(Detection annotation rows)
++++++++++++++++++++
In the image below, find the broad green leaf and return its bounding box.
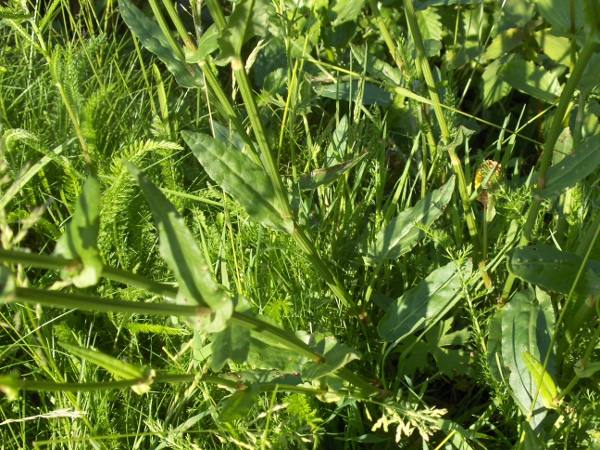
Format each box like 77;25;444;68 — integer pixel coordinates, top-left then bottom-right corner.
313;81;392;106
299;153;369;191
119;0;204;88
298;332;360;380
502;289;555;430
58;342;156;395
364;176;455;264
521;351;558;409
535;29;571;67
351;45;404;86
533;0;583;36
498;60;562;103
211;297;251;372
125;162;233;332
508;244;600;296
537;134;600;198
481;58;512;108
377;261;472;342
54;177;104;287
181;131;294;233
329;0;366;27
218;0;270;64
0;371;20;402
219;383;259;423
483;28;525;60
0;264;17;303
185;23;219;64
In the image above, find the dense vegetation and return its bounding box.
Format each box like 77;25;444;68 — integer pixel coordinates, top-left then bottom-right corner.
0;0;600;449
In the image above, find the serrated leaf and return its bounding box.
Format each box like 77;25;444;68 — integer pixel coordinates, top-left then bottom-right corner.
181;131;294;233
219;383;259;423
218;0;270;64
535;29;571;67
537;134;600;198
54;177;104;287
58;342;156;395
119;0;204;88
521;351;558;409
313;81;392;106
364;176;455;264
351;46;404;87
185;23;220;64
298;153;369;191
534;0;584;36
124;162;233;332
377;261;472;342
297;332;360;380
502;289;555;430
211;297;251;372
498;60;562;103
483;28;525;60
329;0;366;27
481;58;512;108
508;244;600;296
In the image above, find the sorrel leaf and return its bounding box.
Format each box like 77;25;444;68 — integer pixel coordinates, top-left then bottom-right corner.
181;131;294;233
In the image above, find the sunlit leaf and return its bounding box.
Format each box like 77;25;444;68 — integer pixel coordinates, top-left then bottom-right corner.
125;162;233;332
119;0;204;88
521;351;558;409
508;244;600;295
299;153;368;190
181;131;294;233
502;289;556;430
58;342;156;395
54;177;104;287
498;60;562;103
364;176;455;264
377;261;472;342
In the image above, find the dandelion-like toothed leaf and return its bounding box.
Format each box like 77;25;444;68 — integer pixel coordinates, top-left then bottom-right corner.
377;260;472;342
218;0;270;64
181;131;294;233
119;0;204;88
364;176;455;264
502;289;556;430
125;162;233;333
219;383;259;422
54;177;104;287
297;332;361;380
58;342;156;395
508;244;600;296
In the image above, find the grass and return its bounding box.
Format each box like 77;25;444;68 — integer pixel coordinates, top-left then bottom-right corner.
0;0;600;449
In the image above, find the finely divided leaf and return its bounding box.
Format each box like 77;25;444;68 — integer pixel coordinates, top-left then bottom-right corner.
125;162;233;332
54;177;104;287
181;131;294;233
119;0;204;88
508;244;600;295
377;261;472;342
364;176;455;264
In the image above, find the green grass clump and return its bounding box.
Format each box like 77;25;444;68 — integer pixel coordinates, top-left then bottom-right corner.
0;0;600;449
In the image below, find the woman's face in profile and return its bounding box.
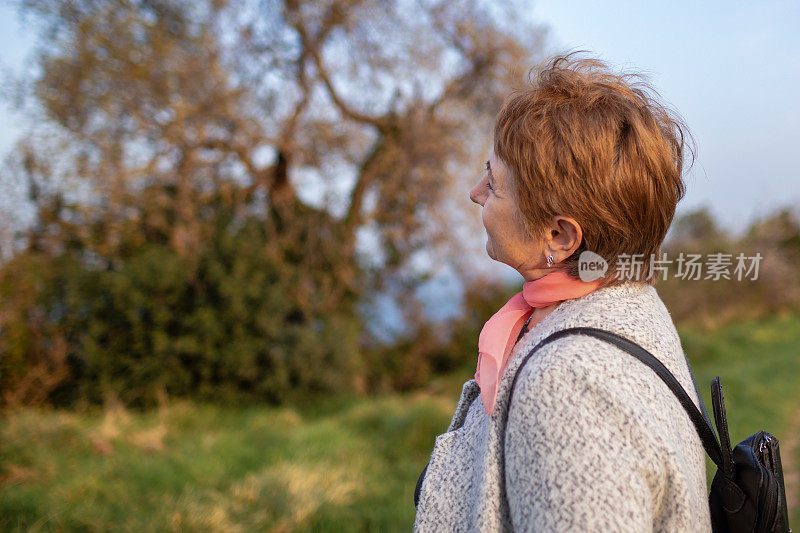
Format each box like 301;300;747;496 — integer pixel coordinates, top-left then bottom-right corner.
469;150;546;272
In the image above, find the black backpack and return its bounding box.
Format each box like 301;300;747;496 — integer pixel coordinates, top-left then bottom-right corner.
501;327;791;533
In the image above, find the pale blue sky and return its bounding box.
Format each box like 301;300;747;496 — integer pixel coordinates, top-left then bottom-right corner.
0;0;800;232
532;0;800;232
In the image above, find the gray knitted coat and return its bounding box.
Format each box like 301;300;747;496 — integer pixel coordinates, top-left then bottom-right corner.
414;282;711;532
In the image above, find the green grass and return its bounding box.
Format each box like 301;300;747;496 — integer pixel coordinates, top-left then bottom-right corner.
0;317;800;532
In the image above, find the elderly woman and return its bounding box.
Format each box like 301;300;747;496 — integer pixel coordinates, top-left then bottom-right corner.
414;55;710;531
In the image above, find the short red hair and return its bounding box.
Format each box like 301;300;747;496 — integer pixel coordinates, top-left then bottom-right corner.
494;52;693;286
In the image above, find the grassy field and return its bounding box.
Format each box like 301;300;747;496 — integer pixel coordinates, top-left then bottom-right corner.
0;317;800;532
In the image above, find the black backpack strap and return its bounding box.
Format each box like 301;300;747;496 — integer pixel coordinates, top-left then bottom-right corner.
503;327;723;468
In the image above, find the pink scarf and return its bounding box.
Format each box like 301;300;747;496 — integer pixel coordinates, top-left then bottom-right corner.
475;269;600;415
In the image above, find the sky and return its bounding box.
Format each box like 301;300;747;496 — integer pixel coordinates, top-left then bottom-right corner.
0;0;800;233
531;0;800;234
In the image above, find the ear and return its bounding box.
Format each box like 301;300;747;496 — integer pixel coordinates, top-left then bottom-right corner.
546;215;583;262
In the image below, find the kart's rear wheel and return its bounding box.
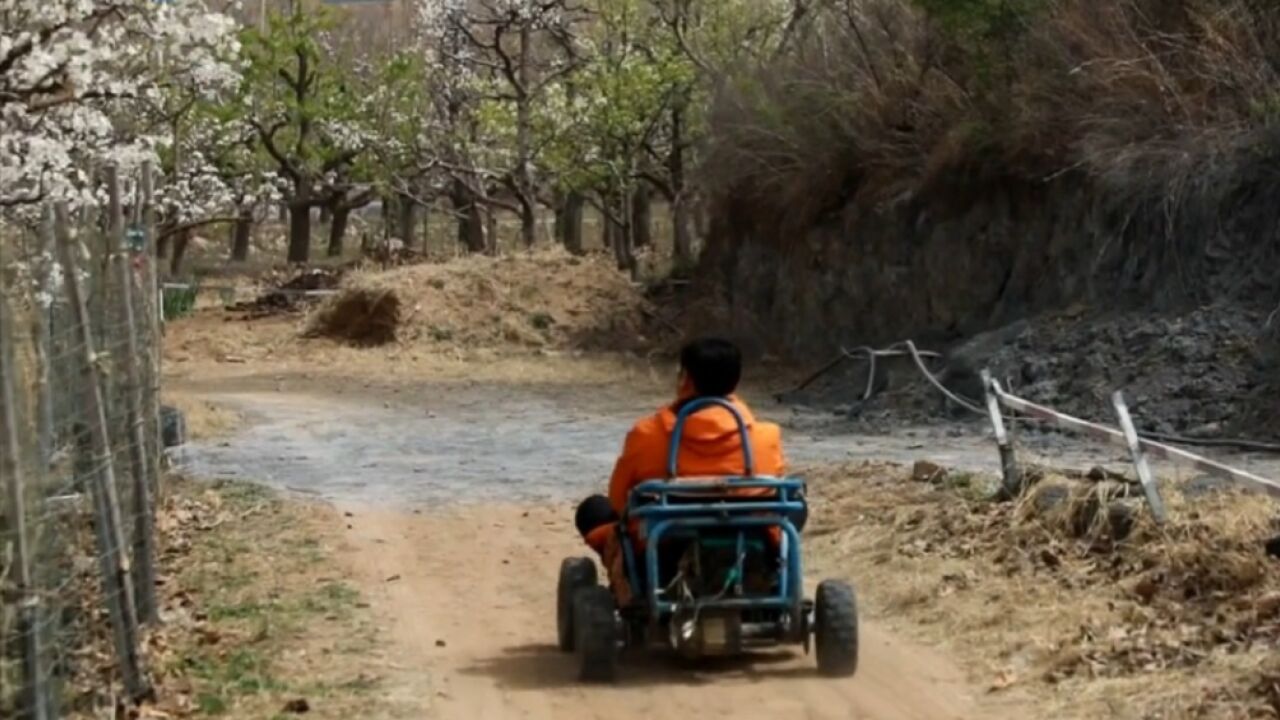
++++++++++++++++++++
**Given request**. Edit all rows above so that "top-left then bottom-right corner" becomes "upper-left then lower-right corner", keeping every other character unchanged. Omit the pictures from the output.

**Response**.
In the image below, find the broad green leaf and return its bounding box.
Format each box like 77;25;444;68 — integer pixel coordinates, upper-left then lower-right corner.
313;81;392;106
299;153;369;191
119;0;204;88
298;332;360;380
502;289;555;430
58;342;156;395
364;176;455;264
521;351;558;409
535;29;571;67
351;45;404;86
533;0;583;36
498;60;562;103
211;297;251;372
125;162;233;332
508;244;600;296
537;134;600;198
481;58;512;108
377;261;472;342
54;177;104;287
181;131;294;233
329;0;366;27
218;0;270;64
0;371;20;402
219;383;259;423
483;28;525;60
0;264;17;303
185;23;219;64
In the image above, find the dense vegetation and return its bounding box.
Format each box like 77;25;444;68 — integer pixel coordinates, upper-left then lower-right corner.
0;0;600;449
In the image above, find the serrated leaf and return its bounding box.
Format each box like 77;25;444;68 — integer pixel coordinates, upper-left then lower-right corner.
181;131;294;233
219;383;259;423
218;0;270;64
535;29;571;67
537;134;600;198
54;177;104;287
58;342;156;395
119;0;204;88
521;351;558;409
313;81;392;106
364;176;455;264
351;46;404;87
185;23;220;64
298;153;369;191
534;0;584;36
124;162;233;332
377;261;472;342
297;332;360;380
502;289;555;430
211;297;251;372
498;60;562;103
483;28;525;60
329;0;366;27
481;58;512;108
508;244;600;296
In the image above, find the sorrel leaf and return its bounding box.
Format each box like 77;25;444;68 — integer pixel coordinates, upper-left then lower-right corner.
181;131;294;233
In the image above, find the sunlit leaf and return its bounding box.
Format each box like 77;25;444;68 — integer pixel coordinates, upper-left then lower-right corner.
125;162;233;332
119;0;204;88
521;351;558;409
508;244;600;295
299;153;368;190
181;131;294;233
502;289;556;430
58;342;156;395
54;177;104;287
498;60;562;103
364;176;455;264
377;261;472;342
In the image above, find the dandelion-like toothed leaf and return its bounding box.
Format each box like 77;25;444;68 — integer pixel coordinates, upper-left then lower-right corner.
377;260;472;342
218;0;270;64
181;131;294;233
119;0;204;88
364;176;455;264
502;289;556;430
125;162;233;333
219;383;259;422
54;177;104;287
297;332;361;380
58;342;156;395
508;244;600;296
In the image above, find the grass and return its bounding box.
Format each box like 77;25;444;68 — integer pixel coordinates, upper-left then lower-right corner.
0;0;600;449
In the image above, find the finely divided leaf and return its bounding box.
Format each box like 77;25;444;68 — integer pixel coordinates, upper-left then lower-right corner.
125;162;233;332
54;177;104;287
181;131;294;233
119;0;204;88
508;244;600;295
377;261;472;342
364;176;455;264
In the image above, find the green grass clump and return its bounding box.
Format each box like 77;25;444;68 — integer pixel coordinates, upper-left then lower-right corner.
0;0;600;449
In the image below, find the woman's face in profile and return its bounding box.
Format each box like 301;300;747;496 — integer pixel coordinates, upper-left then lower-right corner.
469;150;546;272
In the image above, find the black backpack and return its bounding box.
Format each box like 301;300;747;496 — integer pixel coordinates, upper-left then lower-right corner.
501;327;791;533
In the image above, find the pale blue sky and return its bounding box.
Format each box like 301;300;747;496 — integer pixel coordinates, upper-left then lower-right corner.
0;0;800;232
532;0;800;232
In the image above, find the gray knitted coat and return its bounding box.
Format each box like 301;300;747;496 — integer pixel coordinates, upper-left then lower-right corner.
414;282;711;532
In the image above, find the green grass and return its bounding box.
Format each box like 301;300;747;496 — integer pixel coordinates, upper-left then lower-right corner.
0;317;800;532
In the image above, find the elderly woman and return its bounding box.
Format each box like 301;300;747;496 — integer pixel coordinates, upper-left then lower-right corner.
414;55;710;531
In the image above, find the short red hair and return its bounding box.
Format each box like 301;300;747;496 — integer pixel coordinates, upper-left then lower-right corner.
494;52;693;286
In the image above, find the grassy field and return its bounding box.
Format each box like 301;300;747;496 — integer pixel coordinates, upper-left then lower-right corner.
0;317;800;532
In the image above, find the black backpack strap and return its bounding box.
Format each box like 301;300;747;496 — integer pixel coordinates, upper-left then lower-right corner.
503;327;723;468
In the image above, find the pink scarf and return its bounding box.
Format each box like 301;300;747;496 — integer pixel coordinates, upper-left then lower-right corner.
475;269;600;415
In the image above, find the sky and return its bounding box.
Format each box like 301;300;747;496 — integer pixel coordinates, upper-left then lower-right corner.
0;0;800;233
531;0;800;234
In the image above, find the ear and return its bounding box.
Format each box like 301;300;747;496 — integer pixel coordinates, upper-left then lower-right corner.
546;215;583;262
In the image below, find the kart's rear wheel and return its bounding box.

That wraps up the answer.